* Aim *
Reproduce every one of the following records verbatim, changing nothing.

* Records taken from a data source *
+++
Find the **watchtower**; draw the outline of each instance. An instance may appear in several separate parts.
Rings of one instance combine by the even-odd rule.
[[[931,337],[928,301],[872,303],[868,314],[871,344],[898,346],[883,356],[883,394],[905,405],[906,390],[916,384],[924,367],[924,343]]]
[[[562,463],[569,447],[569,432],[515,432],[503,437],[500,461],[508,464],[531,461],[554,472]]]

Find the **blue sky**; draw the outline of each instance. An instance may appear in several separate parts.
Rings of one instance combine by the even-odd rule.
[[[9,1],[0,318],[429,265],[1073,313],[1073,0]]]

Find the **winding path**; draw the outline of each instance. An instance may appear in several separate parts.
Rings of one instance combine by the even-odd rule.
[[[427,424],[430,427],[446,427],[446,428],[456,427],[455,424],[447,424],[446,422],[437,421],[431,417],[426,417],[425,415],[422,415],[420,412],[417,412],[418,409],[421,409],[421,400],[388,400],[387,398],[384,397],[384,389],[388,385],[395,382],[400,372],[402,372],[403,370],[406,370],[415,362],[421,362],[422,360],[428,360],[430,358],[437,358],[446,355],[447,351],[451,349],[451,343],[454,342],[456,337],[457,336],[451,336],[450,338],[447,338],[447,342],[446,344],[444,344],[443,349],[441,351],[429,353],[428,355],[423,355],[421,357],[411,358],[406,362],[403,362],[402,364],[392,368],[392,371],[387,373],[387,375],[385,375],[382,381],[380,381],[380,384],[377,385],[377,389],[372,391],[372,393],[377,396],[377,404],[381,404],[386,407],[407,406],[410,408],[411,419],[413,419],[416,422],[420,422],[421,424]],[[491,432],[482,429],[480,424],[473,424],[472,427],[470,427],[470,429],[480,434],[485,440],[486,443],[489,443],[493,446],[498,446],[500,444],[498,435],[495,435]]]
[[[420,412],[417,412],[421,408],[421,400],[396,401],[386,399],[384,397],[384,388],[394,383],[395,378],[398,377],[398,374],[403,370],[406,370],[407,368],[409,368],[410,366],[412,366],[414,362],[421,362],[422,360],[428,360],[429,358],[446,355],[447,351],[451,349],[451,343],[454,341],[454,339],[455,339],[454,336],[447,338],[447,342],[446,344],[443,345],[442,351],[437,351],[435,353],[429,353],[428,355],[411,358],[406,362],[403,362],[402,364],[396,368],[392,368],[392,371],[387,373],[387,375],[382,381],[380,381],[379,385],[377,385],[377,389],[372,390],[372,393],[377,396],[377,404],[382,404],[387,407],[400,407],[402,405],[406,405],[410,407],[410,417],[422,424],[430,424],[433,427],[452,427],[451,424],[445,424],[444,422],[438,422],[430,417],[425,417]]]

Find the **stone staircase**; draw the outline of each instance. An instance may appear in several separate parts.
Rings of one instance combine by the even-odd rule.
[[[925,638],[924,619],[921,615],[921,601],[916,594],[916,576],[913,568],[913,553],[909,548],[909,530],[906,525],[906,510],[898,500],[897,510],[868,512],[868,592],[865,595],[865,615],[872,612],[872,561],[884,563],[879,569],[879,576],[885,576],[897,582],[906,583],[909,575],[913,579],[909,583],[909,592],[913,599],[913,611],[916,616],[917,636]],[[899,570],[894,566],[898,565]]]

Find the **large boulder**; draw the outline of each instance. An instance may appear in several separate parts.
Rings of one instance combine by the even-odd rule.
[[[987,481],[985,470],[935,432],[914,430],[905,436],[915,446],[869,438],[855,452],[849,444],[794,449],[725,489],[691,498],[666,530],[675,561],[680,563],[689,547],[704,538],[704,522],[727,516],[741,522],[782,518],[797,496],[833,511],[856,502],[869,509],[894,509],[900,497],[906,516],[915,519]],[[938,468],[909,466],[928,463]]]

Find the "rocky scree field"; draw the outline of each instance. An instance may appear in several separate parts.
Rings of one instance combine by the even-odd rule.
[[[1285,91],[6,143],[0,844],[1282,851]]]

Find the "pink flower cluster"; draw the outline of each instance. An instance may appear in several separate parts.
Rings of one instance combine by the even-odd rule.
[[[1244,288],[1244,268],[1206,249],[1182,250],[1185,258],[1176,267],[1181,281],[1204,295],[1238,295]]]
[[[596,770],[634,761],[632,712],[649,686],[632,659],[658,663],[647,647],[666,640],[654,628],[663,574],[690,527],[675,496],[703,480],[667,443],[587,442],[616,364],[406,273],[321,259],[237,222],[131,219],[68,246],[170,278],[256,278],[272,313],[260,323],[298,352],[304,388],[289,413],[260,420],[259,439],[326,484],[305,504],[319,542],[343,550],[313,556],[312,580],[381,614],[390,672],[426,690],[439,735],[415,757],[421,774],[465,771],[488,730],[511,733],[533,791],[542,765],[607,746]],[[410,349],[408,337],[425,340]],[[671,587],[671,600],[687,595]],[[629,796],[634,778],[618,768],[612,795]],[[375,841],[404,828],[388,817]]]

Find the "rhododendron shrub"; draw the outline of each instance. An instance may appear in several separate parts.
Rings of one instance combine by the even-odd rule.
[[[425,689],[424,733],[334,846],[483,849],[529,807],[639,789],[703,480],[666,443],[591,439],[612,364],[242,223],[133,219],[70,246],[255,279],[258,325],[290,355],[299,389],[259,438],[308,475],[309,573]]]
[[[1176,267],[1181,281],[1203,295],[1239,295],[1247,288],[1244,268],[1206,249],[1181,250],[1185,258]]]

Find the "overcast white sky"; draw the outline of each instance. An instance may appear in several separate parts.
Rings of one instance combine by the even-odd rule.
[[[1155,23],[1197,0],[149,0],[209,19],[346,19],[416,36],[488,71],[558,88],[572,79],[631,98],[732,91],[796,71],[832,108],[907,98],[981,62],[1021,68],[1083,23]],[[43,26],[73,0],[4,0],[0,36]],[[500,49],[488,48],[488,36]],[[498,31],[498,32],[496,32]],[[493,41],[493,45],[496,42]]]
+++
* Answer below *
Find the **watchtower**; draw the outline of each instance. An instance may appear in several separate parts.
Rings of one instance combine by the even-odd rule.
[[[931,337],[928,301],[872,303],[868,314],[871,344],[898,346],[883,356],[883,394],[905,405],[906,390],[916,384],[924,367],[924,343]]]
[[[562,463],[569,447],[569,432],[515,432],[503,437],[500,461],[508,464],[531,461],[554,472]]]

Find the **blue sky**; draw the outline of each instance. An instance may appear in several separate parts.
Rings of one instance combine by the even-odd rule.
[[[9,1],[0,318],[429,265],[1073,313],[1073,0]]]

Find the **winding path**; draw the outline of each instance. An instance may appear in several separate parts.
Rings of one instance combine by the even-odd rule.
[[[427,424],[430,427],[446,427],[446,428],[456,427],[455,424],[447,424],[446,422],[437,421],[431,417],[426,417],[425,415],[422,415],[420,412],[417,412],[418,409],[421,409],[421,400],[388,400],[387,398],[384,397],[384,389],[388,385],[395,382],[400,372],[402,372],[403,370],[406,370],[415,362],[421,362],[422,360],[428,360],[430,358],[437,358],[446,355],[447,351],[451,349],[451,343],[454,342],[456,337],[457,336],[451,336],[450,338],[447,338],[447,342],[446,344],[444,344],[443,349],[441,351],[429,353],[428,355],[423,355],[421,357],[411,358],[406,362],[403,362],[402,364],[392,368],[392,371],[387,373],[387,375],[385,375],[382,381],[380,381],[380,384],[377,385],[377,389],[372,391],[372,393],[377,396],[377,404],[381,404],[386,407],[407,406],[410,408],[411,419],[413,419],[416,422],[420,422],[421,424]],[[491,432],[482,429],[480,424],[473,424],[472,427],[470,427],[470,429],[480,434],[485,440],[486,443],[489,443],[493,446],[498,446],[500,444],[498,435],[495,435]]]
[[[420,412],[417,412],[421,408],[421,400],[396,401],[386,399],[384,397],[384,388],[394,383],[395,378],[398,377],[398,374],[403,370],[406,370],[407,368],[409,368],[410,366],[412,366],[414,362],[421,362],[422,360],[428,360],[429,358],[446,355],[447,351],[451,349],[451,343],[454,341],[454,339],[455,339],[454,336],[447,338],[447,342],[446,344],[443,345],[442,351],[437,351],[435,353],[429,353],[428,355],[411,358],[406,362],[403,362],[402,364],[396,368],[392,368],[392,371],[387,373],[387,375],[382,381],[380,381],[379,385],[377,385],[377,389],[372,390],[372,393],[377,396],[377,404],[382,404],[387,407],[400,407],[402,405],[406,405],[410,407],[410,417],[422,424],[430,424],[433,427],[452,427],[451,424],[445,424],[444,422],[438,422],[430,417],[425,417]]]

Find the **stone staircase**; draw the outline of each instance. An instance may appear in several separate parts.
Rings of one instance combine by the even-odd rule.
[[[925,638],[924,619],[921,615],[921,601],[916,594],[916,576],[913,568],[913,553],[909,548],[909,530],[906,525],[906,510],[898,500],[897,510],[868,512],[868,592],[865,595],[865,615],[872,612],[872,561],[884,563],[879,569],[879,576],[885,576],[897,582],[906,583],[909,575],[913,579],[909,583],[909,592],[913,599],[913,611],[916,616],[917,636]],[[899,570],[894,566],[898,565]]]

Find the **large boulder**; draw the outline of each instance. An instance may appear in several separate parts.
Rings of one instance combine by the even-odd rule.
[[[987,481],[985,470],[935,432],[914,430],[905,436],[915,446],[869,438],[855,452],[849,444],[794,449],[725,489],[691,498],[666,530],[675,561],[680,563],[689,547],[704,538],[704,522],[727,516],[741,522],[782,518],[797,496],[833,511],[856,502],[869,509],[894,509],[900,497],[906,516],[915,519]],[[938,468],[909,466],[928,463]]]

Find the "rocky scree field"; draw the outline of each instance. An instance may appear in several separate parts.
Rings of one instance combine by the even-odd rule.
[[[1285,91],[6,143],[0,844],[1282,851]]]

Find the "pink flower cluster"; draw the outline of each instance. An instance may appear in several separate parts.
Rings of one instance combine by the even-odd rule.
[[[1244,288],[1244,268],[1206,249],[1182,250],[1185,258],[1176,267],[1181,281],[1204,295],[1238,295]]]
[[[596,770],[634,761],[632,712],[649,686],[632,659],[658,663],[647,647],[666,640],[654,628],[663,574],[690,527],[675,496],[703,480],[667,443],[587,442],[616,364],[406,273],[321,259],[237,222],[131,219],[68,246],[170,278],[256,278],[272,313],[260,323],[298,352],[304,388],[289,413],[260,420],[259,439],[326,484],[305,504],[319,542],[343,550],[313,556],[312,580],[381,614],[390,672],[426,690],[439,735],[415,757],[421,774],[465,771],[488,730],[511,733],[533,791],[542,765],[607,746]],[[410,349],[408,337],[425,340]],[[671,587],[671,600],[687,595]],[[629,796],[634,778],[618,768],[612,795]],[[375,841],[404,828],[388,817]]]

Find the "rhododendron shrub"; draw the outline of each instance. An instance may appear in several separate parts.
Rings of one instance combine by the even-odd rule.
[[[425,689],[424,733],[334,846],[483,849],[529,807],[639,789],[703,480],[666,443],[591,439],[612,364],[242,223],[133,219],[70,246],[255,279],[258,325],[290,355],[299,389],[259,438],[308,475],[309,573]]]
[[[1176,267],[1181,281],[1203,295],[1239,295],[1247,288],[1244,268],[1206,249],[1181,250],[1185,258]]]

Find the "overcast white sky"; draw the outline of each instance. An instance may appear in several separate parts.
Rings of one instance combine by the even-odd rule.
[[[1155,23],[1197,0],[149,0],[209,19],[346,19],[416,36],[488,71],[558,88],[572,79],[631,98],[732,91],[796,71],[832,108],[907,98],[981,62],[1021,68],[1083,23]],[[43,26],[73,0],[4,0],[0,36]],[[500,49],[488,48],[488,36]],[[498,31],[498,32],[496,32]],[[493,41],[493,45],[496,42]]]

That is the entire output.